Annotated photo localization data:
********************
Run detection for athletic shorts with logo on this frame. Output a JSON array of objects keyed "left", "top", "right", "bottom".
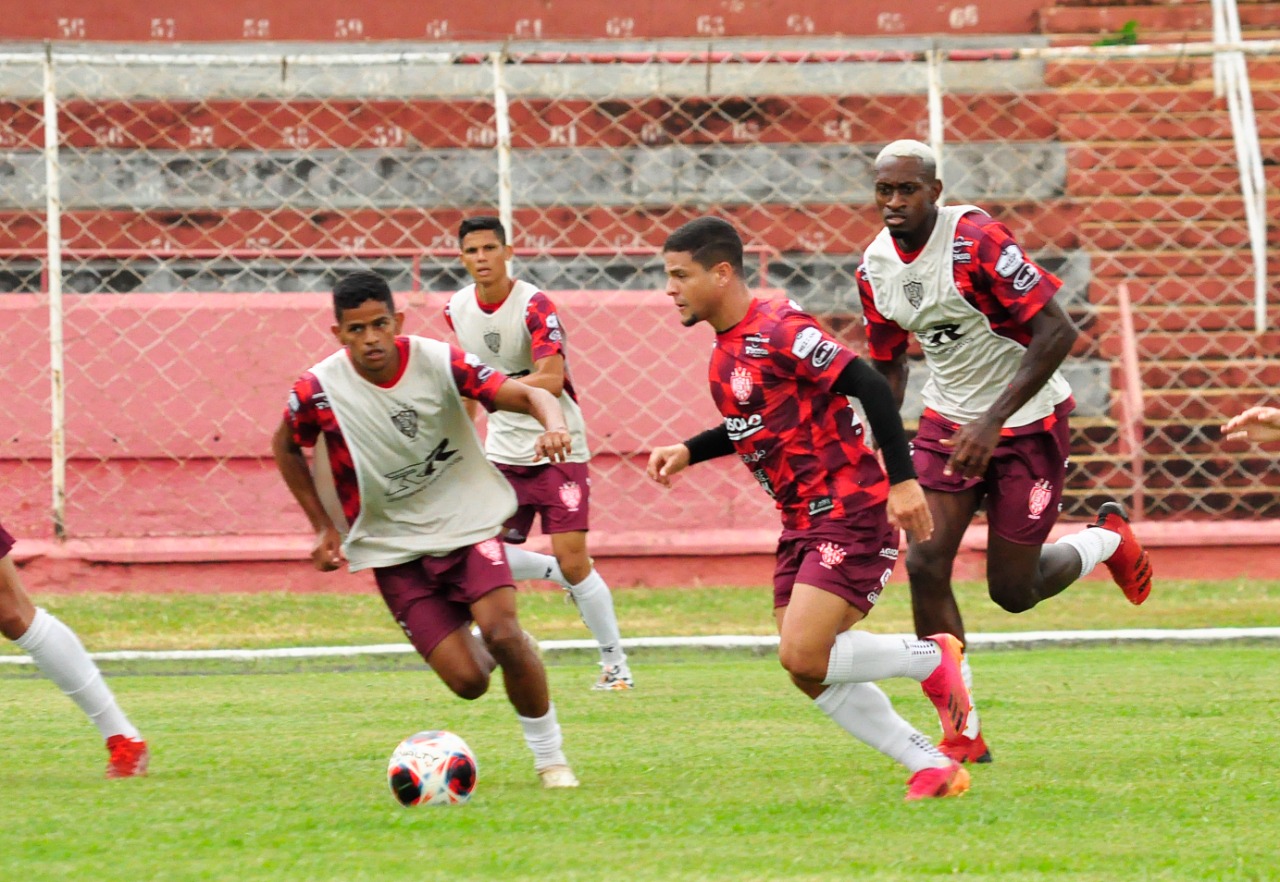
[
  {"left": 373, "top": 537, "right": 515, "bottom": 660},
  {"left": 912, "top": 399, "right": 1073, "bottom": 546},
  {"left": 496, "top": 461, "right": 591, "bottom": 540},
  {"left": 773, "top": 507, "right": 901, "bottom": 614}
]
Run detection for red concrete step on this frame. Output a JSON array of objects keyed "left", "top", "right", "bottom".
[
  {"left": 0, "top": 94, "right": 1061, "bottom": 151},
  {"left": 1138, "top": 389, "right": 1280, "bottom": 422},
  {"left": 1060, "top": 110, "right": 1280, "bottom": 143},
  {"left": 1078, "top": 195, "right": 1247, "bottom": 225},
  {"left": 1087, "top": 276, "right": 1264, "bottom": 308},
  {"left": 1092, "top": 328, "right": 1280, "bottom": 359},
  {"left": 1129, "top": 358, "right": 1280, "bottom": 390},
  {"left": 1070, "top": 417, "right": 1263, "bottom": 458},
  {"left": 1044, "top": 56, "right": 1280, "bottom": 87},
  {"left": 1039, "top": 1, "right": 1280, "bottom": 35},
  {"left": 0, "top": 202, "right": 1082, "bottom": 256},
  {"left": 1076, "top": 220, "right": 1271, "bottom": 251},
  {"left": 1068, "top": 139, "right": 1280, "bottom": 170},
  {"left": 1068, "top": 163, "right": 1280, "bottom": 196},
  {"left": 1090, "top": 248, "right": 1280, "bottom": 278},
  {"left": 1091, "top": 303, "right": 1280, "bottom": 333}
]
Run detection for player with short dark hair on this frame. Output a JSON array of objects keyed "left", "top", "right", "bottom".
[
  {"left": 272, "top": 270, "right": 580, "bottom": 788},
  {"left": 857, "top": 139, "right": 1155, "bottom": 764},
  {"left": 0, "top": 523, "right": 149, "bottom": 777},
  {"left": 649, "top": 216, "right": 974, "bottom": 802},
  {"left": 445, "top": 216, "right": 633, "bottom": 691}
]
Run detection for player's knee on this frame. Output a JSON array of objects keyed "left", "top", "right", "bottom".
[
  {"left": 556, "top": 553, "right": 591, "bottom": 585},
  {"left": 483, "top": 626, "right": 530, "bottom": 665},
  {"left": 777, "top": 642, "right": 827, "bottom": 683},
  {"left": 446, "top": 670, "right": 491, "bottom": 701},
  {"left": 0, "top": 608, "right": 29, "bottom": 641},
  {"left": 988, "top": 580, "right": 1038, "bottom": 614},
  {"left": 905, "top": 546, "right": 950, "bottom": 588}
]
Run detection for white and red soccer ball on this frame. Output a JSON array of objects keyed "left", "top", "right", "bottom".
[{"left": 387, "top": 730, "right": 478, "bottom": 807}]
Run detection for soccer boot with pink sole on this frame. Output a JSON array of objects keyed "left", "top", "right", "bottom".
[
  {"left": 905, "top": 761, "right": 971, "bottom": 801},
  {"left": 939, "top": 731, "right": 994, "bottom": 764},
  {"left": 106, "top": 735, "right": 150, "bottom": 779},
  {"left": 919, "top": 633, "right": 972, "bottom": 742}
]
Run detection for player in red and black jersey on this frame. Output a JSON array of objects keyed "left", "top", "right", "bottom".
[
  {"left": 859, "top": 140, "right": 1156, "bottom": 764},
  {"left": 647, "top": 216, "right": 973, "bottom": 802}
]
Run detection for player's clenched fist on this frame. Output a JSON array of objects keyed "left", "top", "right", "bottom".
[{"left": 646, "top": 444, "right": 691, "bottom": 488}]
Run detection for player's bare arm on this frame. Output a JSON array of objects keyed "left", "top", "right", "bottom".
[
  {"left": 514, "top": 353, "right": 567, "bottom": 397},
  {"left": 490, "top": 380, "right": 572, "bottom": 462},
  {"left": 871, "top": 352, "right": 910, "bottom": 410},
  {"left": 1222, "top": 405, "right": 1280, "bottom": 444},
  {"left": 943, "top": 299, "right": 1078, "bottom": 479},
  {"left": 270, "top": 420, "right": 345, "bottom": 571}
]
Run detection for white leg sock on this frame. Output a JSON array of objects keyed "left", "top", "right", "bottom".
[
  {"left": 822, "top": 629, "right": 941, "bottom": 685},
  {"left": 14, "top": 608, "right": 139, "bottom": 740},
  {"left": 814, "top": 682, "right": 951, "bottom": 773},
  {"left": 1056, "top": 526, "right": 1121, "bottom": 578},
  {"left": 567, "top": 569, "right": 626, "bottom": 667},
  {"left": 517, "top": 703, "right": 567, "bottom": 771},
  {"left": 961, "top": 656, "right": 982, "bottom": 738},
  {"left": 505, "top": 547, "right": 566, "bottom": 585}
]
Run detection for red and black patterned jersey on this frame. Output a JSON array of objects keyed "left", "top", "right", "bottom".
[
  {"left": 283, "top": 337, "right": 507, "bottom": 525},
  {"left": 709, "top": 298, "right": 889, "bottom": 530},
  {"left": 858, "top": 212, "right": 1063, "bottom": 362}
]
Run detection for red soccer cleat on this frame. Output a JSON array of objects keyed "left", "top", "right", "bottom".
[
  {"left": 905, "top": 761, "right": 971, "bottom": 801},
  {"left": 106, "top": 735, "right": 150, "bottom": 779},
  {"left": 1090, "top": 501, "right": 1154, "bottom": 605},
  {"left": 939, "top": 731, "right": 993, "bottom": 764},
  {"left": 920, "top": 633, "right": 972, "bottom": 742}
]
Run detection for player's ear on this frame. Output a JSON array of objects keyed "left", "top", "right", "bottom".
[
  {"left": 931, "top": 179, "right": 944, "bottom": 203},
  {"left": 393, "top": 311, "right": 405, "bottom": 333},
  {"left": 330, "top": 322, "right": 342, "bottom": 342}
]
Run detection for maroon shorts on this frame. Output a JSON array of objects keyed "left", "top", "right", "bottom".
[
  {"left": 496, "top": 461, "right": 591, "bottom": 541},
  {"left": 912, "top": 401, "right": 1073, "bottom": 545},
  {"left": 373, "top": 537, "right": 514, "bottom": 661},
  {"left": 773, "top": 509, "right": 901, "bottom": 615},
  {"left": 0, "top": 521, "right": 13, "bottom": 560}
]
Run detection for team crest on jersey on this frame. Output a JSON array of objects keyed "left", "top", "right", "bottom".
[
  {"left": 390, "top": 408, "right": 418, "bottom": 439},
  {"left": 903, "top": 279, "right": 924, "bottom": 309},
  {"left": 484, "top": 330, "right": 501, "bottom": 353},
  {"left": 730, "top": 366, "right": 755, "bottom": 403},
  {"left": 1028, "top": 478, "right": 1054, "bottom": 519},
  {"left": 558, "top": 481, "right": 583, "bottom": 512},
  {"left": 475, "top": 538, "right": 506, "bottom": 564},
  {"left": 817, "top": 542, "right": 847, "bottom": 569}
]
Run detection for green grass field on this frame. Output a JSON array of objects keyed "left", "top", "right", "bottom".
[{"left": 3, "top": 580, "right": 1279, "bottom": 881}]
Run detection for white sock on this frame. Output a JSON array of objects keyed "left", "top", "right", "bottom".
[
  {"left": 1056, "top": 526, "right": 1121, "bottom": 578},
  {"left": 505, "top": 547, "right": 566, "bottom": 585},
  {"left": 961, "top": 656, "right": 982, "bottom": 738},
  {"left": 14, "top": 608, "right": 140, "bottom": 740},
  {"left": 517, "top": 703, "right": 567, "bottom": 771},
  {"left": 822, "top": 629, "right": 941, "bottom": 685},
  {"left": 567, "top": 569, "right": 626, "bottom": 667},
  {"left": 814, "top": 682, "right": 951, "bottom": 773}
]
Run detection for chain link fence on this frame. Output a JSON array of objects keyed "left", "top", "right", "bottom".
[{"left": 2, "top": 42, "right": 1278, "bottom": 543}]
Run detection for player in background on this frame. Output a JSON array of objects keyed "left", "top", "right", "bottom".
[
  {"left": 648, "top": 216, "right": 973, "bottom": 802},
  {"left": 857, "top": 139, "right": 1155, "bottom": 764},
  {"left": 1, "top": 522, "right": 149, "bottom": 777},
  {"left": 272, "top": 271, "right": 579, "bottom": 788},
  {"left": 445, "top": 216, "right": 632, "bottom": 691},
  {"left": 1222, "top": 405, "right": 1280, "bottom": 444}
]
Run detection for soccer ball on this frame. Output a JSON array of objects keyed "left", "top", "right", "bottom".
[{"left": 387, "top": 730, "right": 478, "bottom": 807}]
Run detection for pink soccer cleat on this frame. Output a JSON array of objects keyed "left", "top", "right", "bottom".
[
  {"left": 106, "top": 735, "right": 150, "bottom": 779},
  {"left": 905, "top": 761, "right": 971, "bottom": 801},
  {"left": 919, "top": 633, "right": 972, "bottom": 742},
  {"left": 1090, "top": 501, "right": 1154, "bottom": 605}
]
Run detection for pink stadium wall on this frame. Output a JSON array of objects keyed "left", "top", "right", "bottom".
[{"left": 7, "top": 1, "right": 1045, "bottom": 41}]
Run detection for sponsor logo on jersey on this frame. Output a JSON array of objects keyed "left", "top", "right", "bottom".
[
  {"left": 739, "top": 448, "right": 768, "bottom": 464},
  {"left": 548, "top": 329, "right": 563, "bottom": 343},
  {"left": 995, "top": 243, "right": 1025, "bottom": 278},
  {"left": 817, "top": 541, "right": 846, "bottom": 569},
  {"left": 558, "top": 481, "right": 583, "bottom": 512},
  {"left": 724, "top": 413, "right": 765, "bottom": 441},
  {"left": 484, "top": 330, "right": 501, "bottom": 353},
  {"left": 464, "top": 351, "right": 497, "bottom": 381},
  {"left": 384, "top": 438, "right": 458, "bottom": 498},
  {"left": 791, "top": 326, "right": 822, "bottom": 358},
  {"left": 903, "top": 279, "right": 924, "bottom": 309},
  {"left": 744, "top": 333, "right": 769, "bottom": 358},
  {"left": 879, "top": 546, "right": 899, "bottom": 560},
  {"left": 312, "top": 389, "right": 330, "bottom": 411},
  {"left": 288, "top": 390, "right": 301, "bottom": 416},
  {"left": 810, "top": 340, "right": 839, "bottom": 370},
  {"left": 730, "top": 366, "right": 754, "bottom": 403},
  {"left": 808, "top": 497, "right": 834, "bottom": 517},
  {"left": 952, "top": 237, "right": 975, "bottom": 265},
  {"left": 1012, "top": 263, "right": 1042, "bottom": 293},
  {"left": 546, "top": 313, "right": 560, "bottom": 329},
  {"left": 390, "top": 408, "right": 418, "bottom": 439},
  {"left": 1028, "top": 478, "right": 1054, "bottom": 519},
  {"left": 752, "top": 468, "right": 776, "bottom": 499},
  {"left": 474, "top": 538, "right": 506, "bottom": 564}
]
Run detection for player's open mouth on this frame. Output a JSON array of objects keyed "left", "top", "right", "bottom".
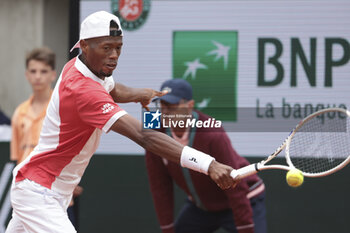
[{"left": 106, "top": 63, "right": 117, "bottom": 70}]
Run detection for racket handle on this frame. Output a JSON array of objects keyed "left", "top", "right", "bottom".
[{"left": 230, "top": 164, "right": 259, "bottom": 179}]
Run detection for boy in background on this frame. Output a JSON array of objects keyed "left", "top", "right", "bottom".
[{"left": 11, "top": 47, "right": 56, "bottom": 164}]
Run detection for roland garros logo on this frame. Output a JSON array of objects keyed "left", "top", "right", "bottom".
[{"left": 111, "top": 0, "right": 151, "bottom": 31}]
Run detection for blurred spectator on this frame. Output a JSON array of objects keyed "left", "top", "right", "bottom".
[{"left": 10, "top": 47, "right": 56, "bottom": 164}]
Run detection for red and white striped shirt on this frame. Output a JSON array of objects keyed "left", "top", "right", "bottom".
[{"left": 13, "top": 57, "right": 126, "bottom": 195}]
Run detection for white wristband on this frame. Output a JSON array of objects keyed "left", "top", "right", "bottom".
[{"left": 180, "top": 146, "right": 215, "bottom": 175}]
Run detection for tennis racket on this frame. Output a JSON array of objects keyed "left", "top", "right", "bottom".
[{"left": 230, "top": 107, "right": 350, "bottom": 179}]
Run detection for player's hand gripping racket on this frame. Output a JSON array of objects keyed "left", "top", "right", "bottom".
[{"left": 231, "top": 108, "right": 350, "bottom": 179}]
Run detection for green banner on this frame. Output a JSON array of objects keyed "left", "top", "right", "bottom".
[{"left": 173, "top": 31, "right": 238, "bottom": 121}]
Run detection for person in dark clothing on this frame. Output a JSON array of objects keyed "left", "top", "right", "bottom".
[
  {"left": 146, "top": 79, "right": 267, "bottom": 233},
  {"left": 0, "top": 109, "right": 10, "bottom": 125}
]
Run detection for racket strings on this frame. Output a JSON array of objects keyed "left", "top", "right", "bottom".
[{"left": 287, "top": 111, "right": 350, "bottom": 174}]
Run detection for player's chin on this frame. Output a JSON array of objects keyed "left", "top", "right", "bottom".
[
  {"left": 100, "top": 71, "right": 113, "bottom": 77},
  {"left": 101, "top": 66, "right": 117, "bottom": 77}
]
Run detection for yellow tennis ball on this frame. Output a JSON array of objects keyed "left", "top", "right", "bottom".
[{"left": 286, "top": 169, "right": 304, "bottom": 187}]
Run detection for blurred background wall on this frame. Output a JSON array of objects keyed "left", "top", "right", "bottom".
[{"left": 0, "top": 0, "right": 70, "bottom": 118}]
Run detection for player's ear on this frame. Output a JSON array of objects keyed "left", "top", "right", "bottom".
[{"left": 80, "top": 40, "right": 88, "bottom": 53}]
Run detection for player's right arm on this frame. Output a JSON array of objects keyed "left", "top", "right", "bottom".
[
  {"left": 111, "top": 83, "right": 166, "bottom": 110},
  {"left": 110, "top": 114, "right": 237, "bottom": 189}
]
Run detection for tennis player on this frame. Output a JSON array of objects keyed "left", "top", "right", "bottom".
[{"left": 6, "top": 11, "right": 237, "bottom": 233}]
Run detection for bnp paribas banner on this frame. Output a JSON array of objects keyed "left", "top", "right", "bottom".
[
  {"left": 173, "top": 31, "right": 238, "bottom": 122},
  {"left": 80, "top": 0, "right": 350, "bottom": 156}
]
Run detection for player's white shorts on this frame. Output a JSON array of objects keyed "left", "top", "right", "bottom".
[{"left": 6, "top": 179, "right": 76, "bottom": 233}]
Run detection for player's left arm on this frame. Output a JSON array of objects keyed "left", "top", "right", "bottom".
[{"left": 110, "top": 83, "right": 167, "bottom": 110}]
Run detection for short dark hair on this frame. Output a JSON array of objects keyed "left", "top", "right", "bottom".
[
  {"left": 110, "top": 20, "right": 122, "bottom": 36},
  {"left": 26, "top": 47, "right": 56, "bottom": 70}
]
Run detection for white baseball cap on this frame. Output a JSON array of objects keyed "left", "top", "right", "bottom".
[{"left": 70, "top": 11, "right": 123, "bottom": 52}]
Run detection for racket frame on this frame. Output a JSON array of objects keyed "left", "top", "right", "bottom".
[
  {"left": 286, "top": 107, "right": 350, "bottom": 177},
  {"left": 230, "top": 107, "right": 350, "bottom": 179}
]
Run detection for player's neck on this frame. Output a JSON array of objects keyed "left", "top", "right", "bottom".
[{"left": 79, "top": 54, "right": 106, "bottom": 80}]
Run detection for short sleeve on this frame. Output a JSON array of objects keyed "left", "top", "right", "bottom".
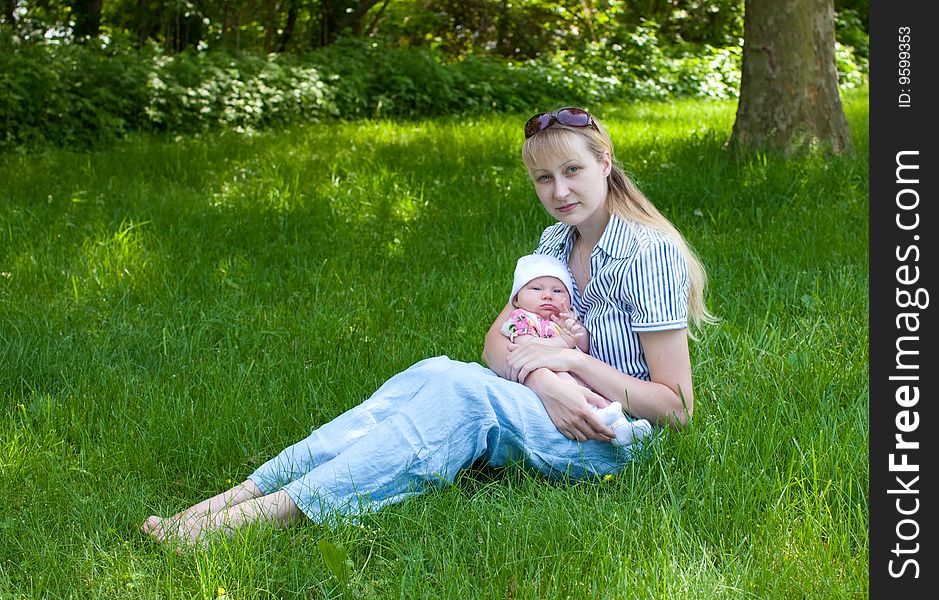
********************
Start at the line that contains "Run detection for white baseball" and retype every line through the end of the entries above, both ends included. Exclude all pictures.

Run detection for white baseball cap on this frame. Output a JSON array of objects keyed "left", "top", "right", "bottom".
[{"left": 70, "top": 11, "right": 123, "bottom": 52}]
Run detection for racket frame on this frame. Output a JSON array of objects keyed "left", "top", "right", "bottom".
[
  {"left": 286, "top": 107, "right": 350, "bottom": 177},
  {"left": 230, "top": 107, "right": 350, "bottom": 179}
]
Run detection for player's neck on this frame. Output a JSON array of objects keyed "left", "top", "right", "bottom".
[{"left": 79, "top": 54, "right": 106, "bottom": 80}]
Run detection for short sleeve on this frame. Output a JSON array of objects keyed "left", "top", "right", "bottom".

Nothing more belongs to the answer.